◆ **To do**: Reproduce word for word the items below, from the line with "Can you find the wc" up to and including the line with "[1030,810,1060,842]".

◆ **Data supplied**:

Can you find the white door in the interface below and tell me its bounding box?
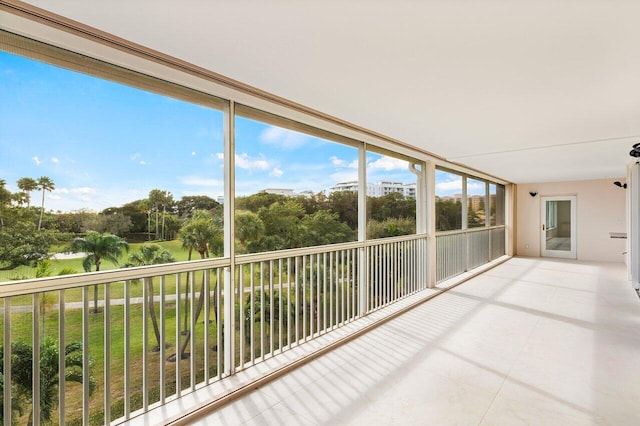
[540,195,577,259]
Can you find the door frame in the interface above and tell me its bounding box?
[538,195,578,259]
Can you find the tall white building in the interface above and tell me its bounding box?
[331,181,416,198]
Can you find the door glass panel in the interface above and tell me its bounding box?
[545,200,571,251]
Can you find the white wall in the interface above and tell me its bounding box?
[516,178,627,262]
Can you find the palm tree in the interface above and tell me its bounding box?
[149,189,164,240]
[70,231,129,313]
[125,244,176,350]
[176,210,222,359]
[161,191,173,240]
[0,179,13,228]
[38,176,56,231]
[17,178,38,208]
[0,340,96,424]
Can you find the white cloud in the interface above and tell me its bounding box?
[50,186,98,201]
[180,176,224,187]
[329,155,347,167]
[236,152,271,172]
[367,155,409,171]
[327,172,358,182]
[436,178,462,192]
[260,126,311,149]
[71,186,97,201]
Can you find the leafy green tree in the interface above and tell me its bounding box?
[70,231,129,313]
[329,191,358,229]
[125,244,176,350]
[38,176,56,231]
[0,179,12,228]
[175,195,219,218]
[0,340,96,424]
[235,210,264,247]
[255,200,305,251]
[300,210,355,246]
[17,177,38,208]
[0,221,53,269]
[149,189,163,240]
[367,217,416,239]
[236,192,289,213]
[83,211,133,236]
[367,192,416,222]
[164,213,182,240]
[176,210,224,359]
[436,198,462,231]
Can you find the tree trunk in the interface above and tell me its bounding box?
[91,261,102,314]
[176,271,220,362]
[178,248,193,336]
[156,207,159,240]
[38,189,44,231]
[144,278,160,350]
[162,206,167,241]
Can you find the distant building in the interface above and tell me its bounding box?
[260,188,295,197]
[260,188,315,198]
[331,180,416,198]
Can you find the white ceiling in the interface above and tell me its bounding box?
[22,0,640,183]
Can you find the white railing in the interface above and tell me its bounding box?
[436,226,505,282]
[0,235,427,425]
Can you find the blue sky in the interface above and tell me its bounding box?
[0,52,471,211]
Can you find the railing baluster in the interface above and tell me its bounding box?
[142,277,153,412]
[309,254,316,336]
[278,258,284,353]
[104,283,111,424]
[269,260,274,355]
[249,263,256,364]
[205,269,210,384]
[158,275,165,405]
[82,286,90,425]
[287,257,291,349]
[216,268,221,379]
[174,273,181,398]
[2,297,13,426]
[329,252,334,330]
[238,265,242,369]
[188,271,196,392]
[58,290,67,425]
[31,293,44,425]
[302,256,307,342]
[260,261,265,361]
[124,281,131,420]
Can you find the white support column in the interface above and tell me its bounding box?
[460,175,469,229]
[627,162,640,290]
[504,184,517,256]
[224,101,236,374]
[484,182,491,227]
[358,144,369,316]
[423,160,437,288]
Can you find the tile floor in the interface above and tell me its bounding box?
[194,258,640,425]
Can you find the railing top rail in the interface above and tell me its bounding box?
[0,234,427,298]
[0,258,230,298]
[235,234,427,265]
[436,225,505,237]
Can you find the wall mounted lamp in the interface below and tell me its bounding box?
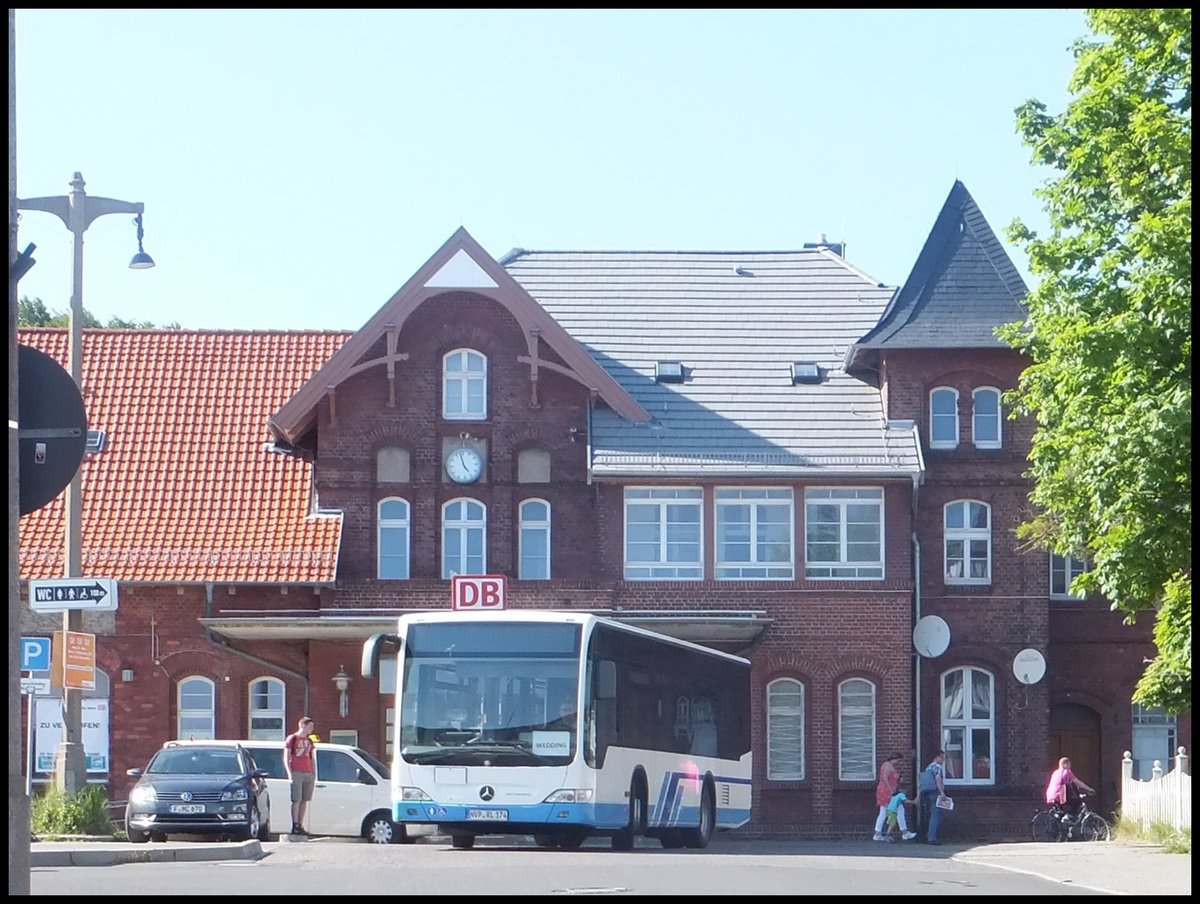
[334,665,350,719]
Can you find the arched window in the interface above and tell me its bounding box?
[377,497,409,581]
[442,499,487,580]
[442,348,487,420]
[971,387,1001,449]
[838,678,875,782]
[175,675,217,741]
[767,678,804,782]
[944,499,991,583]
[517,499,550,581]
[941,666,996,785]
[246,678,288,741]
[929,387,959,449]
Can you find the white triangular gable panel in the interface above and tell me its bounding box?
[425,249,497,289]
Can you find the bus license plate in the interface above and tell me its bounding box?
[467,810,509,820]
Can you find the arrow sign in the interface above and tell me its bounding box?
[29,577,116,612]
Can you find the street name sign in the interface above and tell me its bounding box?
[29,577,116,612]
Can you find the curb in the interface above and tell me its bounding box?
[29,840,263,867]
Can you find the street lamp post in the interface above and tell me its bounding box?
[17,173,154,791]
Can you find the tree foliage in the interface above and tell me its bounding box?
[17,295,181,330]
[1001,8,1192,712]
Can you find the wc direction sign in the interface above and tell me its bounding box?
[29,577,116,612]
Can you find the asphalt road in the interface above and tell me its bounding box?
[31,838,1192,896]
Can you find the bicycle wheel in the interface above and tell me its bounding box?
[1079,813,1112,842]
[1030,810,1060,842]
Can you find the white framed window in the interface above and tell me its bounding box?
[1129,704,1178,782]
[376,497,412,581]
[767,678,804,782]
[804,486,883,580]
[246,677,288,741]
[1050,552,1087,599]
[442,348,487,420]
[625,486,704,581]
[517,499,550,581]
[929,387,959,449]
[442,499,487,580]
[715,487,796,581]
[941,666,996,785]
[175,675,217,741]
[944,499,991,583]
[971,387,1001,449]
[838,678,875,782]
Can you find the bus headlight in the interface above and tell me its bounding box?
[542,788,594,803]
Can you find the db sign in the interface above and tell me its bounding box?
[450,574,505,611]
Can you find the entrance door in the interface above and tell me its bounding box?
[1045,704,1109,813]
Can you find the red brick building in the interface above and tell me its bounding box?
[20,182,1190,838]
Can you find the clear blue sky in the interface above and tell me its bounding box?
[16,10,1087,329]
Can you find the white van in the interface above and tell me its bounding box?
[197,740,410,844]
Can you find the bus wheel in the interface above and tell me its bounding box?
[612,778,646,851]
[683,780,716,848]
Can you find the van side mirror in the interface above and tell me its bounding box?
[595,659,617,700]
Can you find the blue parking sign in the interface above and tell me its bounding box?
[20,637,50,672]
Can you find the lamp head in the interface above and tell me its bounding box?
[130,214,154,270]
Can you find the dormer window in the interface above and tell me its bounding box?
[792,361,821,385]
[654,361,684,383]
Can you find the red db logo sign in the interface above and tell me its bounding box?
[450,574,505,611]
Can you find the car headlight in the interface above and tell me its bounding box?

◆ **Solution for this exercise**:
Can you find the wc direction sign in the interface above and tell me its bounding box?
[29,577,116,612]
Can you find the asphalt road in the interface above and tell me its bounding box?
[31,838,1192,896]
Can you find the bicycle wheel in the interface above and tell me its bounding box?
[1079,813,1112,842]
[1030,810,1060,842]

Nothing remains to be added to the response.